Mr. Barkley, who recently submitted his resignation as Senate Majority Leader after the President vetoed the tax bill, prefaced a glowing testimonial to Mr. Roosevelt by emphasizing that he had not discussed a fourth term with him and did not know whether he would accept renomination. He added, however, that he thought the President would do so.
He said in an article in the current issue of Collier’s Magazine:
Nothing that I shall say in this discussion… is to be construed as indicating that he will seek a fourth term or permit a fourth term to seek him. I do not know what his intentions are and I may never know until events reveal them.
Any man, honored already beyond any other American, might well prefer the quiet and refreshing shades of individual peace amid his books and memories. Or he might infinitely prefer to spend his remaining years making an accurate chronicle of the events in which he has played so great a part.
Can he do it? Can he voluntarily renounce any obligation or opportunity to complete the job? I do not think so.
Defends Roosevelt
He unfolded a staunch defense of some of the charges brought by the President’s critics.
There can be no such thing as dictatorship which some honest people fear and others pretend to fear, so long as the American people have the right of free choice. There is no pretense anywhere that they do not have a free choice. No sort of coercion of the individual voter is possible or would be attempted or countenanced.

▬▬▬

Work order 1: In the news text on Barkley and Roosevelt, what did the President veto before Barkley submitted his resignation as Senate Majority Leader?
Work order 2: Extend the news text on Barkley and Roosevelt with a few more sentences, starting after its final line.

▬▬▬

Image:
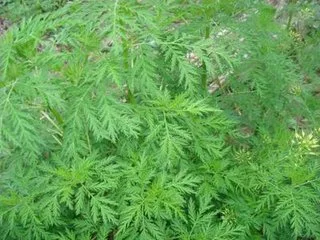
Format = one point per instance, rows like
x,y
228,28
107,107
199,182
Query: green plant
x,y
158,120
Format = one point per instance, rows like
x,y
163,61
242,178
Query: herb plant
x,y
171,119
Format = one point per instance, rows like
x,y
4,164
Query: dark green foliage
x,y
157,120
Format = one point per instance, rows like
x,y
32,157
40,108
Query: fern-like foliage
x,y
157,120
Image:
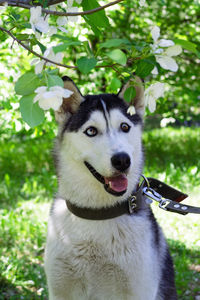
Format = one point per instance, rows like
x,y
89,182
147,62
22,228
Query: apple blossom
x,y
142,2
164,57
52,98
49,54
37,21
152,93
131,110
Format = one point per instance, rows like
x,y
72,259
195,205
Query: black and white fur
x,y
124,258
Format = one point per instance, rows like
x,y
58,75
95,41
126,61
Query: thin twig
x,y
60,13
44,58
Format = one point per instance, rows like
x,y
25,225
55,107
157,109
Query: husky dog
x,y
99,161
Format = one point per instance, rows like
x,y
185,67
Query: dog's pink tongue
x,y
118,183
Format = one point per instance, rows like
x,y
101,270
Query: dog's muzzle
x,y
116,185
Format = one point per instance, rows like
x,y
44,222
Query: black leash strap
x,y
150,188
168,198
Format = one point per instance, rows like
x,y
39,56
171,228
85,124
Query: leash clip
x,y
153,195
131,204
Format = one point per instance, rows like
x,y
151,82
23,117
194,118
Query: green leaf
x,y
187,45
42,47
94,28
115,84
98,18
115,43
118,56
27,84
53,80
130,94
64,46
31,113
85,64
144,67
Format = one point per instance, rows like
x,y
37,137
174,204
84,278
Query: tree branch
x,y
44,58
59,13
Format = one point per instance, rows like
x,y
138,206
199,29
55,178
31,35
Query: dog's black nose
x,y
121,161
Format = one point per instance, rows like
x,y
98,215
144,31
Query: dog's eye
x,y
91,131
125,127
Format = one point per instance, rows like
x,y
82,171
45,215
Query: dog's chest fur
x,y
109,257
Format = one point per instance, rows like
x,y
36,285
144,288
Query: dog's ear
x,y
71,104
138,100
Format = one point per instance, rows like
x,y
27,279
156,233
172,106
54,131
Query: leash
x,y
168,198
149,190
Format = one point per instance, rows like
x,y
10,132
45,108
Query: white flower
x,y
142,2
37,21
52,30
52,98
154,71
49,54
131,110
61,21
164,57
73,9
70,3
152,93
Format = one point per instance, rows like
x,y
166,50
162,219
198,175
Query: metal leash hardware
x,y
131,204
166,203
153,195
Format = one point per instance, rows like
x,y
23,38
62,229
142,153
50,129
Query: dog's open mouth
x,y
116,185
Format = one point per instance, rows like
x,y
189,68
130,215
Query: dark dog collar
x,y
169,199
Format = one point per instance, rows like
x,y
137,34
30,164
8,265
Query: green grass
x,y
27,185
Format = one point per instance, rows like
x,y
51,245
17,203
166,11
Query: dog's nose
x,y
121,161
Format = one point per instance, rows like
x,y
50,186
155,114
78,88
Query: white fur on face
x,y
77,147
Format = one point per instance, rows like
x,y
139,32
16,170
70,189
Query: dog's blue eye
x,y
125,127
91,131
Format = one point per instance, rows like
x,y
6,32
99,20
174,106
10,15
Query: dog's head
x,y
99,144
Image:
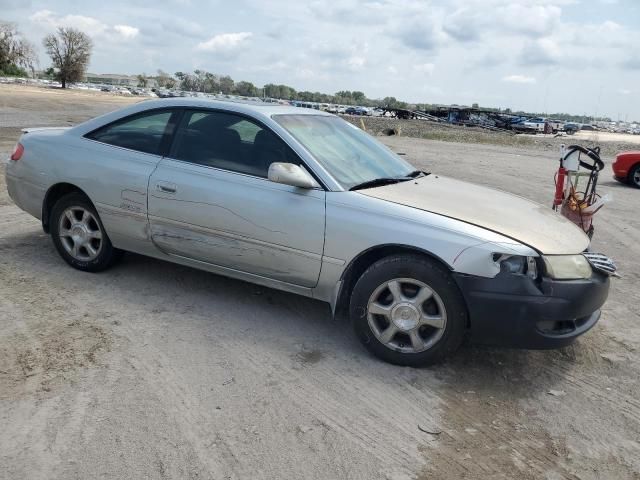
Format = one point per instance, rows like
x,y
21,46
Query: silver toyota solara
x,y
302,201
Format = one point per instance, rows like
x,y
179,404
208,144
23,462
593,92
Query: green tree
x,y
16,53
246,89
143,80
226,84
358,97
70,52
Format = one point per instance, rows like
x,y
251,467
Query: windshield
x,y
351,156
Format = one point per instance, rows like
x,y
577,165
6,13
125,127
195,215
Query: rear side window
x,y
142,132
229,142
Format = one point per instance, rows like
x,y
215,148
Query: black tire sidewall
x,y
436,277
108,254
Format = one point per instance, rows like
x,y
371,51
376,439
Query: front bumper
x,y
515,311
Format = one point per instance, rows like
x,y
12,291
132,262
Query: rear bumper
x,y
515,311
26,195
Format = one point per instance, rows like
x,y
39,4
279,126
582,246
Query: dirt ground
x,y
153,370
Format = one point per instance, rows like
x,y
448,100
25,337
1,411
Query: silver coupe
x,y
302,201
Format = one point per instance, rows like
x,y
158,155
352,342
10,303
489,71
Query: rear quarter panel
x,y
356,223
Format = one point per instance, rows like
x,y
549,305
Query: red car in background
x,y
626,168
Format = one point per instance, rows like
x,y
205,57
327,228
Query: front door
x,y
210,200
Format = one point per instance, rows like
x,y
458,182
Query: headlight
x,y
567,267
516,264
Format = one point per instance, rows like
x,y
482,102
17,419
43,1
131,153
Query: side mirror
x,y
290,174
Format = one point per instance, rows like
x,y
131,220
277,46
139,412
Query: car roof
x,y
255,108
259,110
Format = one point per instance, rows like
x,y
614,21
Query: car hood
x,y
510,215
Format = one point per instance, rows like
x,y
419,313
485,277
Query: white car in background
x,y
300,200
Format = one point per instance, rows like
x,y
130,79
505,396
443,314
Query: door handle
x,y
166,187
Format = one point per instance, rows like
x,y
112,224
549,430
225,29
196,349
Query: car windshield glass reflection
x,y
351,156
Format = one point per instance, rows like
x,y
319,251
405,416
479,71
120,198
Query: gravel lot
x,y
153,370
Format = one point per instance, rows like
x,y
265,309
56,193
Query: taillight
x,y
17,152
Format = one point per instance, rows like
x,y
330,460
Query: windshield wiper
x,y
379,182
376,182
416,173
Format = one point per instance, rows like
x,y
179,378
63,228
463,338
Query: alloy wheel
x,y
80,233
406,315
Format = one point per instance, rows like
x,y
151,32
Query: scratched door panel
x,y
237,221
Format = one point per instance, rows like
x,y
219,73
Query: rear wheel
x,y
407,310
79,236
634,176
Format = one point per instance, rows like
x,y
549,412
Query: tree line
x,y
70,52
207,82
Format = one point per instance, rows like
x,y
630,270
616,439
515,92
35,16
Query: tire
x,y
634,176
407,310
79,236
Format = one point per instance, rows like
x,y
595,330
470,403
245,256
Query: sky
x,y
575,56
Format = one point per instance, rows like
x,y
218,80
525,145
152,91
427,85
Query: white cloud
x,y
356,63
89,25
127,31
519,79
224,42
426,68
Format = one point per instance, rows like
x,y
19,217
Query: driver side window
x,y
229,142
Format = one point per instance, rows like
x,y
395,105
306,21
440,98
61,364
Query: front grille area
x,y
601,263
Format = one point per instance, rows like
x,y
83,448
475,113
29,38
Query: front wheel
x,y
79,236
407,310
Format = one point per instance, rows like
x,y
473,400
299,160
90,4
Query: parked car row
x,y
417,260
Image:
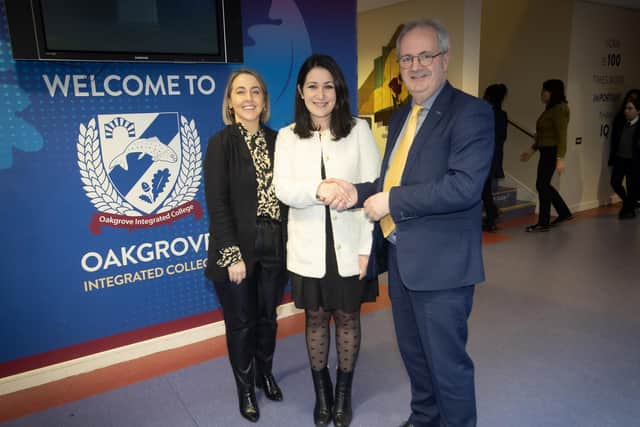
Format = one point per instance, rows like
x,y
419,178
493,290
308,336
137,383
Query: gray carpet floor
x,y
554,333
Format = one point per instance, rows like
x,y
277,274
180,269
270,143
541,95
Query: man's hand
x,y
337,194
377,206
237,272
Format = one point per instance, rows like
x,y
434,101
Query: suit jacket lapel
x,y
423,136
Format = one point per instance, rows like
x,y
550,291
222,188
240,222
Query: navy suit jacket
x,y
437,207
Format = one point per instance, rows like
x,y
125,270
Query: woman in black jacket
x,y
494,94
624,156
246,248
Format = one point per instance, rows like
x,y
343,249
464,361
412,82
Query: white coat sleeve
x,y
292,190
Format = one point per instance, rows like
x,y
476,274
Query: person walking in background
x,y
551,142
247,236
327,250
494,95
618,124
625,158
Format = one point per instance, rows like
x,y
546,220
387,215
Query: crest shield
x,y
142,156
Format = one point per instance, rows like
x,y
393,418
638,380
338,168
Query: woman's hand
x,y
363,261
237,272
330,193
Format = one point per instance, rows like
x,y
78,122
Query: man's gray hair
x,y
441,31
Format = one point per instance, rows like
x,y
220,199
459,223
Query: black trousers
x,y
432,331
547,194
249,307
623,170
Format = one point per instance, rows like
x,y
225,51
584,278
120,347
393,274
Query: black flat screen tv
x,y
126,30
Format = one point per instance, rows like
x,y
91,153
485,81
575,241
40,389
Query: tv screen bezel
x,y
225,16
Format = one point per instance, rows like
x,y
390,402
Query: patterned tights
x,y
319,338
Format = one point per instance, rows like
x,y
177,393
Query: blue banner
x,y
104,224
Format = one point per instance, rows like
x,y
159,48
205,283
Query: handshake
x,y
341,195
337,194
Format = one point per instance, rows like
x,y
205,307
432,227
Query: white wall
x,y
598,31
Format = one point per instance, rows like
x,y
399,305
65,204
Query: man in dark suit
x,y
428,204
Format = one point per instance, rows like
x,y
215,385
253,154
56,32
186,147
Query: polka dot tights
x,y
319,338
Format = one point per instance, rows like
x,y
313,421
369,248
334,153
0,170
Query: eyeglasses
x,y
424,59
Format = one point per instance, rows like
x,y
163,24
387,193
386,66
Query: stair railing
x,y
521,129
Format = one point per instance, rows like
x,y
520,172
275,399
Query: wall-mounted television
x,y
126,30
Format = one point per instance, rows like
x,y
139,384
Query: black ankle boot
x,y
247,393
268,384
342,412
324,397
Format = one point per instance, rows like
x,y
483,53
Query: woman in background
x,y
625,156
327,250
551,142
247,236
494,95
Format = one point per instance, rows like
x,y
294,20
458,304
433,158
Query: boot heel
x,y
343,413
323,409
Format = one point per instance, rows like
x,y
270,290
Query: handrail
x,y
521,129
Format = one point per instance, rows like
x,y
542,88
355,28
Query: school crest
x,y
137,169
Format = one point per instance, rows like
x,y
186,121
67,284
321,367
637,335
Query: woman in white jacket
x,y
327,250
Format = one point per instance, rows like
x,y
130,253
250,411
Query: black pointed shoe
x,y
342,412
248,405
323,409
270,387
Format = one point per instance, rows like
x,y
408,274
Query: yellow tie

▬▬▬

Reply 1: The tax bill.

Reply 2:
That the President has violated propriety by breaking the no third term precedent: In accepting a third term, he said, Mr. Roosevelt “fulfilled the very conditions which George Washington Gave in his farewell address as the reason for his own retirement, to wit, that the conditions existing in the country no longer required him to serve as President…” He said he believed Mr. Roosevelt would have liked to retire after his second term but could not, because “the conflagration against which he had warned the people was upon us.
The President’s use of wartime powers:
There was no way to avoid this enormous and unprecedented delegation of power.
There are some who say that the President is stubborn now and then, and sometimes unforgiving. He may give way to the impulse to look at the political implications involved in a given course of action. He may even listen too much to the advise of those who always agree with him… So did Theodore Roosevelt; so did Andrew Jackson; so did Grant; so did Hoover.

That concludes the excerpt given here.